Task goal: Reproduce the records below verbatim, from the line holding "input: light pole -> output: bbox" to the line holding "[345,108,520,313]", inclusive.

Record list:
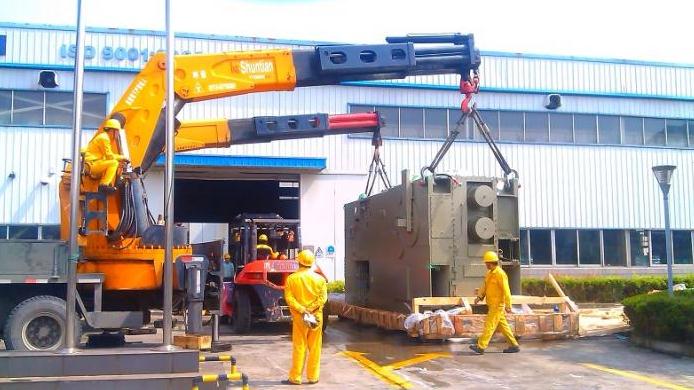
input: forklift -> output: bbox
[220,213,327,333]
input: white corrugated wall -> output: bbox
[0,27,694,229]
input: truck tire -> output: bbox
[231,289,252,333]
[3,295,82,351]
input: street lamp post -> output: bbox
[653,165,677,296]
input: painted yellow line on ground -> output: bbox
[341,351,412,389]
[583,363,694,390]
[383,353,451,370]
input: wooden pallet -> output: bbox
[328,295,579,339]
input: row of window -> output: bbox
[520,229,694,267]
[0,225,60,240]
[350,105,694,147]
[0,89,106,128]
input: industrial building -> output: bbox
[0,23,694,279]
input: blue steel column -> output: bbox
[663,191,674,296]
[163,0,174,348]
[65,0,85,353]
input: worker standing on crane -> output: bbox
[82,119,128,193]
[470,251,520,355]
[282,250,328,385]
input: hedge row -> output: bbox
[522,274,694,303]
[622,289,694,345]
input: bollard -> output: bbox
[210,314,231,352]
[198,355,239,374]
[193,374,250,390]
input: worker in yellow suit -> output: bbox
[282,250,328,385]
[470,251,520,355]
[82,119,128,193]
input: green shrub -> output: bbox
[522,274,694,303]
[328,280,345,293]
[622,289,694,345]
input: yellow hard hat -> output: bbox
[104,119,122,130]
[296,249,316,267]
[482,251,499,263]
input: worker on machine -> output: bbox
[82,119,128,193]
[255,234,279,260]
[282,250,328,385]
[470,251,520,355]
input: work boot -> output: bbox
[99,184,116,194]
[503,345,520,353]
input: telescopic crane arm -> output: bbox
[103,34,480,172]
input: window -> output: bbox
[549,114,574,143]
[651,230,667,265]
[622,116,643,145]
[629,231,650,267]
[349,104,375,113]
[0,91,12,124]
[554,230,578,265]
[12,91,43,126]
[376,107,400,137]
[598,115,620,145]
[530,230,552,265]
[574,114,598,144]
[672,231,692,264]
[578,230,601,265]
[473,111,499,140]
[602,230,627,267]
[525,112,549,142]
[643,118,665,146]
[46,92,73,126]
[7,225,39,240]
[499,111,523,141]
[520,230,530,265]
[82,93,107,129]
[41,225,60,240]
[400,108,424,138]
[0,90,106,128]
[424,108,452,138]
[667,119,688,147]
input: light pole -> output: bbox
[653,165,677,296]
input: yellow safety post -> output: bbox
[193,374,250,390]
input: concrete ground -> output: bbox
[122,318,694,389]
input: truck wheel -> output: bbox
[4,295,82,351]
[231,290,251,333]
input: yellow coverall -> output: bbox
[82,131,126,187]
[477,265,518,349]
[284,267,328,384]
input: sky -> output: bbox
[0,0,694,64]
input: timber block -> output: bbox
[174,334,212,350]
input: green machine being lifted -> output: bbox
[345,108,520,313]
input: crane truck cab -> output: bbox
[220,213,327,333]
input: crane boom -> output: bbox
[108,34,480,172]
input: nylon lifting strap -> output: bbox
[470,106,518,179]
[364,131,393,196]
[419,113,468,177]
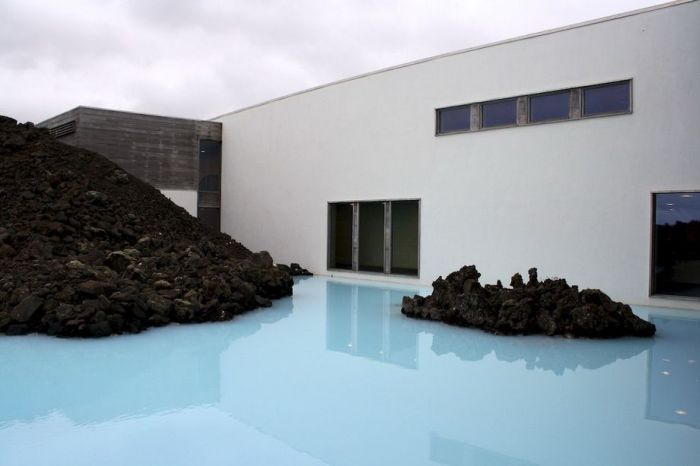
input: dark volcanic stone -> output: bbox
[401,265,656,338]
[277,262,313,277]
[0,116,293,337]
[10,295,44,323]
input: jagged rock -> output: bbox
[277,262,313,277]
[0,116,293,337]
[10,295,44,323]
[401,265,656,338]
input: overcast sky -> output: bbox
[0,0,664,122]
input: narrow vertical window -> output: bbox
[328,202,352,270]
[391,201,418,275]
[652,192,700,297]
[197,139,221,231]
[359,202,384,272]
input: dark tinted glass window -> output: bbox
[481,99,518,128]
[391,201,419,275]
[438,105,471,133]
[652,192,700,297]
[328,203,352,270]
[583,81,630,115]
[530,91,570,122]
[358,202,384,272]
[199,139,221,191]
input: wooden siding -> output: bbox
[40,107,221,190]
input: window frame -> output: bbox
[326,197,422,279]
[434,77,634,137]
[527,89,575,125]
[647,188,700,302]
[479,96,520,131]
[435,104,472,136]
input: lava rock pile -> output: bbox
[277,262,313,277]
[0,117,293,337]
[401,265,656,338]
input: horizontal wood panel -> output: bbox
[42,107,221,191]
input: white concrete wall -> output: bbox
[160,189,197,217]
[219,2,700,308]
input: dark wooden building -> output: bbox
[39,107,221,230]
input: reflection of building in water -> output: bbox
[646,316,700,429]
[326,282,418,369]
[430,433,535,466]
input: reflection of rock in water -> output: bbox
[432,329,654,375]
[430,433,535,466]
[0,299,292,425]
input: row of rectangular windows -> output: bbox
[436,80,632,135]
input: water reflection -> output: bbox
[0,299,292,426]
[646,315,700,429]
[432,328,654,375]
[430,433,535,466]
[326,282,418,369]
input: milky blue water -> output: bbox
[0,277,700,466]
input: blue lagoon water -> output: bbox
[0,277,700,466]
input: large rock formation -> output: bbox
[401,265,656,338]
[0,117,293,337]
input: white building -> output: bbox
[215,1,700,309]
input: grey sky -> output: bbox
[0,0,664,122]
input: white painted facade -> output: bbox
[216,1,700,309]
[160,189,197,217]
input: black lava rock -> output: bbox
[401,265,656,338]
[0,116,293,337]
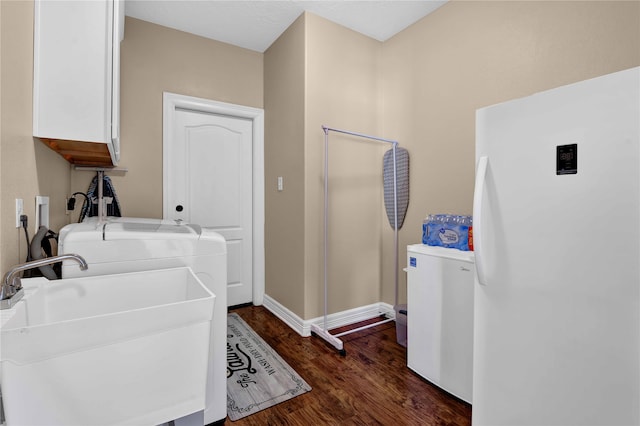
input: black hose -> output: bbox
[29,226,58,280]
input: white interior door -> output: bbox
[165,108,253,306]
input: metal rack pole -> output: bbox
[311,125,398,356]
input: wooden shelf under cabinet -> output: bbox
[35,138,113,167]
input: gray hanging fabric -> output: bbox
[382,146,409,229]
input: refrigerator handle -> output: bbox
[473,156,489,285]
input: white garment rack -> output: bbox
[311,126,398,356]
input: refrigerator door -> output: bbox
[407,244,473,403]
[473,68,640,426]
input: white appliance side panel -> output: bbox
[407,248,473,403]
[473,68,640,425]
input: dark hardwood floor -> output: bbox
[225,306,471,426]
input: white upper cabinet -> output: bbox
[33,0,124,167]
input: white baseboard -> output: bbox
[263,294,395,337]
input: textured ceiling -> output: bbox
[125,0,446,52]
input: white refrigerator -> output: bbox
[472,68,640,426]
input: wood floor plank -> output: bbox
[225,306,471,426]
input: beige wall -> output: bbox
[0,1,70,272]
[381,1,640,302]
[264,15,305,317]
[304,14,388,319]
[67,17,263,218]
[0,1,640,319]
[265,14,383,319]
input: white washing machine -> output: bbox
[406,244,475,404]
[58,217,227,425]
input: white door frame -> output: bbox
[162,92,265,305]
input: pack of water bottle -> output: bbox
[422,214,473,251]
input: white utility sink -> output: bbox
[0,268,215,426]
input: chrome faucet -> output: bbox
[0,253,89,309]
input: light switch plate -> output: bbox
[16,198,24,228]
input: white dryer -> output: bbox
[58,217,227,425]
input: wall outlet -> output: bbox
[16,198,24,228]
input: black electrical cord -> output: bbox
[20,214,32,262]
[67,192,90,222]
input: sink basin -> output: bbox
[0,268,215,426]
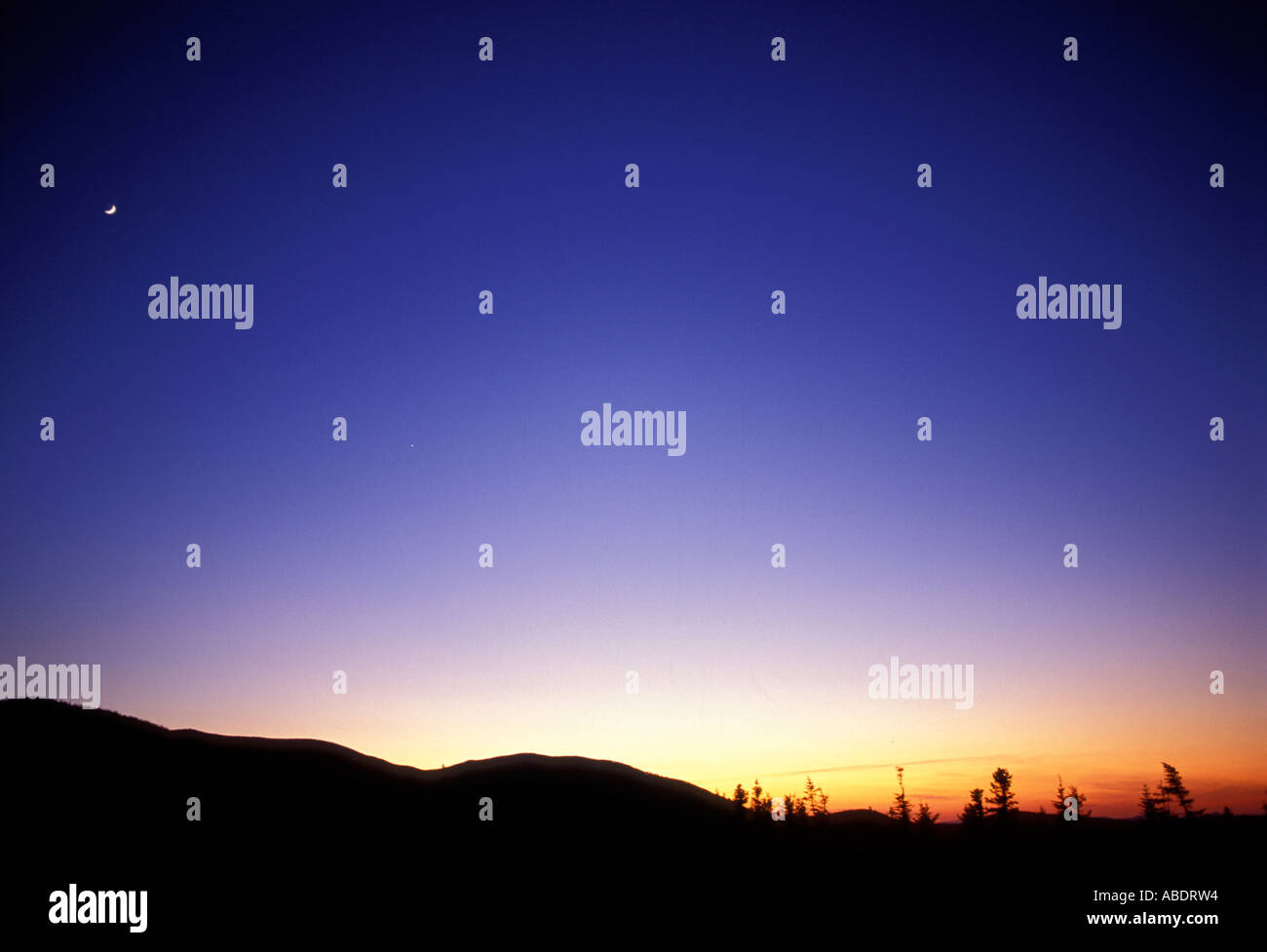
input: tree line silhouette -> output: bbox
[717,761,1231,829]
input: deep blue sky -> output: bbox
[0,4,1267,819]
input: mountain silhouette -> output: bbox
[0,700,1267,946]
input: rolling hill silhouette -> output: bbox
[0,700,1267,944]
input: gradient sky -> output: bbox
[0,4,1267,819]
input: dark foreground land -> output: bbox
[0,700,1267,948]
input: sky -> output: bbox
[0,4,1267,819]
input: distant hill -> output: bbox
[0,700,732,834]
[0,700,1267,947]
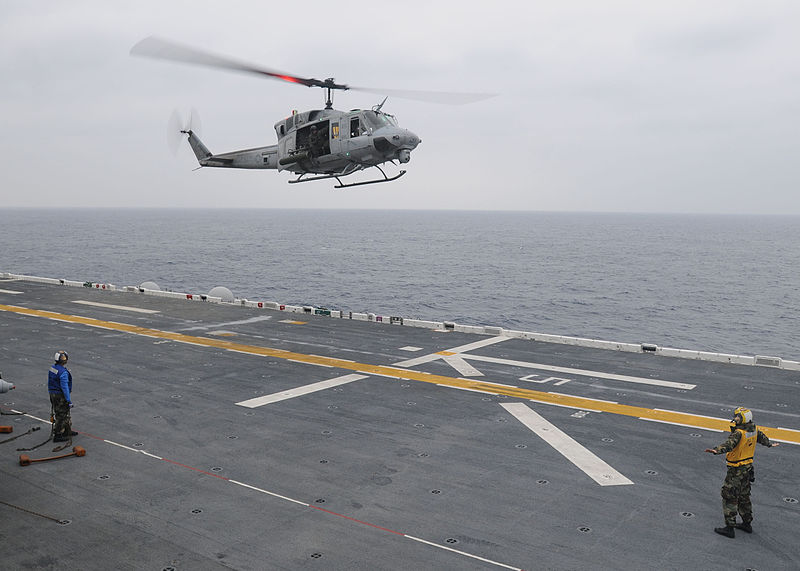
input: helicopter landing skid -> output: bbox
[289,165,406,188]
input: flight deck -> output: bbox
[0,274,800,571]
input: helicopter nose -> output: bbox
[392,129,422,151]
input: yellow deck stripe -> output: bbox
[0,304,800,444]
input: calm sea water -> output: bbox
[0,209,800,359]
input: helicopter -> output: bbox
[130,36,494,188]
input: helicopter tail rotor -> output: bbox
[167,108,202,155]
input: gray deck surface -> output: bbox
[0,280,800,571]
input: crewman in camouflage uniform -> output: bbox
[706,407,778,538]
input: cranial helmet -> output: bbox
[733,406,753,424]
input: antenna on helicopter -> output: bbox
[372,95,389,113]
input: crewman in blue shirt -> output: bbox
[47,351,78,442]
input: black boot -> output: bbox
[714,525,736,538]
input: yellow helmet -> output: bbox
[733,406,753,424]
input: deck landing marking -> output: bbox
[0,304,800,444]
[392,336,510,370]
[72,299,161,313]
[180,315,272,331]
[500,402,633,486]
[461,353,697,390]
[236,374,369,408]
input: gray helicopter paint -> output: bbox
[187,109,421,175]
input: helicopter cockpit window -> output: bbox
[350,117,364,138]
[364,111,397,130]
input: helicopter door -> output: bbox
[340,114,369,160]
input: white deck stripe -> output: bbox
[72,299,160,313]
[461,354,697,390]
[403,533,522,571]
[500,402,633,486]
[236,374,369,408]
[392,336,510,366]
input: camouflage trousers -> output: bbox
[722,464,753,526]
[50,393,72,436]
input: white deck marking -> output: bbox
[72,299,161,313]
[500,402,633,486]
[236,374,369,408]
[466,353,697,390]
[392,335,510,368]
[442,355,483,377]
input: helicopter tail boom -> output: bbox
[182,129,278,169]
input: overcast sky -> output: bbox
[0,0,800,214]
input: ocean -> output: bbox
[0,208,800,360]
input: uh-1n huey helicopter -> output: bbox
[131,36,493,188]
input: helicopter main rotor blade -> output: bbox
[131,36,496,105]
[131,36,348,89]
[349,87,497,105]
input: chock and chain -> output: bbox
[0,500,67,525]
[0,426,41,444]
[19,446,86,466]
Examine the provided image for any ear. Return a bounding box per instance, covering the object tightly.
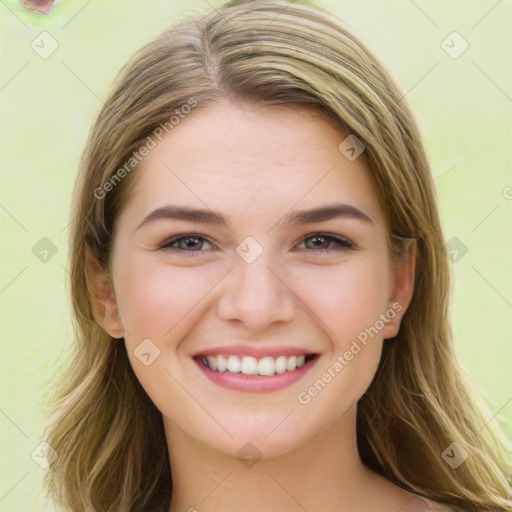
[85,249,124,338]
[382,241,417,339]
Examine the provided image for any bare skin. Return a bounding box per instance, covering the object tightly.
[91,98,450,512]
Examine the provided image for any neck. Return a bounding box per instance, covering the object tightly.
[164,406,376,512]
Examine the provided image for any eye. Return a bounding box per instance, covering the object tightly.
[159,233,357,256]
[159,234,213,253]
[304,233,357,254]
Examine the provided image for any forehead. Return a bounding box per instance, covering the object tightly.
[117,102,388,232]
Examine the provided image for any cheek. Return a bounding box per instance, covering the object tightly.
[115,258,215,339]
[295,255,389,344]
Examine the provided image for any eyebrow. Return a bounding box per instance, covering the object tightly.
[136,203,374,230]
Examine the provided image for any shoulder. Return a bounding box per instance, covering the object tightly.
[400,496,452,512]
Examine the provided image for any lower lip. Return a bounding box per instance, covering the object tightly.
[195,356,318,393]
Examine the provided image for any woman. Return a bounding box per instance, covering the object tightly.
[41,1,512,512]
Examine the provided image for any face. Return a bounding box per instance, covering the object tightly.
[91,98,407,456]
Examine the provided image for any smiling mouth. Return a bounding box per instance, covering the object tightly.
[197,354,318,377]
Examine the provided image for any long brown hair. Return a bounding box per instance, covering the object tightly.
[41,1,512,512]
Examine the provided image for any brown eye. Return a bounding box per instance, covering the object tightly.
[304,233,355,252]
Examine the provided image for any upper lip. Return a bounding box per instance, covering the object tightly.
[193,345,318,359]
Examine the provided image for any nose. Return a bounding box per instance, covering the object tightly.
[218,252,297,331]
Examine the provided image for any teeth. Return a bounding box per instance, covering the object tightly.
[201,355,309,377]
[258,357,276,377]
[274,356,286,373]
[228,356,241,373]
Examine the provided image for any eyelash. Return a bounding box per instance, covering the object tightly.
[159,233,358,257]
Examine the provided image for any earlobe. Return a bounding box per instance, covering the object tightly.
[382,240,417,339]
[85,249,124,338]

Finished task:
input: light pole -> output: bbox
[653,165,677,296]
input: yellow safety post -> output: bbox
[193,374,250,390]
input: concrete ground -> output: bbox
[122,318,694,389]
input: truck wheel -> output: bbox
[4,295,82,351]
[231,290,251,333]
input: yellow coverall -> output: bbox
[82,131,126,187]
[477,265,518,349]
[284,267,328,384]
input: sky -> output: bbox
[0,0,694,64]
input: timber block -> output: bbox
[174,334,212,350]
input: green machine being lifted -> output: bbox
[345,108,520,313]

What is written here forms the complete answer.